» WHAT IS REQUIRED:
Please retype the data that follows, starting at the line containing "Mark the innermost point of each instance of the white" and stopping after the last line.

>>

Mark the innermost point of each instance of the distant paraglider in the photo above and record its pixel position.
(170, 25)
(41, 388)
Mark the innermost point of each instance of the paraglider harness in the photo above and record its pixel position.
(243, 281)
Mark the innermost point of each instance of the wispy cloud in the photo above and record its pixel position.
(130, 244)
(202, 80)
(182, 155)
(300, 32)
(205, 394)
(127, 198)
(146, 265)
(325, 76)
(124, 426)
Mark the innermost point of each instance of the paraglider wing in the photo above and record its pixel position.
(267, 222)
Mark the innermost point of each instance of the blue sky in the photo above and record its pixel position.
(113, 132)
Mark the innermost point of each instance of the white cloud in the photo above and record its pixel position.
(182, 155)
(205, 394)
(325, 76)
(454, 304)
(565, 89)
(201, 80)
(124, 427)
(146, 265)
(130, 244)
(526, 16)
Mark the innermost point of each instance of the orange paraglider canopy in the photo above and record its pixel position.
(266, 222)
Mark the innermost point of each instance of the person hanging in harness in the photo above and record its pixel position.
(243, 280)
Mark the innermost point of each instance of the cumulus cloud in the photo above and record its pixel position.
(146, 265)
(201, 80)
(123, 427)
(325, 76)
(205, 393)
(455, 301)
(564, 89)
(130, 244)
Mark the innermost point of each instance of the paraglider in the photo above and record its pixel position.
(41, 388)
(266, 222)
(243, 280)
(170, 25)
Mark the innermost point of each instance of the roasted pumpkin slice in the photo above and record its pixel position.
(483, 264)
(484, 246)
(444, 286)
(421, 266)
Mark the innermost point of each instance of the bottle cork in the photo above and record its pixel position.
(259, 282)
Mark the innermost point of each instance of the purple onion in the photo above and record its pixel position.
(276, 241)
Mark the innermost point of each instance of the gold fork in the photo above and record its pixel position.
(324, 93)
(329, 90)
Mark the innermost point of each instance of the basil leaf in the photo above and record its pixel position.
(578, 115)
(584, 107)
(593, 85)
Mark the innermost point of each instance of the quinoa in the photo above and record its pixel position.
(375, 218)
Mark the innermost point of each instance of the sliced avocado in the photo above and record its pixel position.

<<

» SOLVED EXERCISE:
Mark the innermost point of each instance of the white cloud in the photo above and record its pixel position.
(182, 155)
(205, 394)
(325, 76)
(454, 304)
(565, 89)
(201, 80)
(124, 427)
(146, 265)
(130, 244)
(526, 16)
Mark the innermost point of each instance of the orange paraglider canopy in the photo above and record its pixel position.
(266, 222)
Mark the innermost point of each instance of the person hanging in harness in the photo above and record its pixel position.
(243, 280)
Mark the innermost point of each instance of the cumulus cloud in the photo above and record its pixel position.
(146, 265)
(201, 80)
(123, 427)
(325, 76)
(205, 393)
(455, 301)
(564, 89)
(130, 244)
Mark the innermost point of each instance of the paraglider in the photo above and record its pixel position.
(41, 388)
(266, 222)
(243, 280)
(170, 25)
Mark the innermost point of each instance of the roasted pumpkin slice in the photo above and record its pixel position.
(483, 264)
(484, 246)
(444, 286)
(421, 266)
Mark the innermost point of each instance of the bottle cork in the photo above and record its pixel position.
(259, 282)
Mark the innermost point of each instance of the purple onion in the photo above and record its pixel position.
(276, 241)
Mark the innermost point of each instance of the gold fork in the photo above and record its pixel position.
(324, 93)
(329, 90)
Mark the innermost point of each instance of the basil leaf in the photo above and record its pixel position.
(578, 115)
(584, 107)
(593, 85)
Mark the innermost point of each instance of the quinoa in the photo above and record its pixel position.
(375, 218)
Mark the innermost point of each instance of the sliced avocado in the photo above and record its pixel position.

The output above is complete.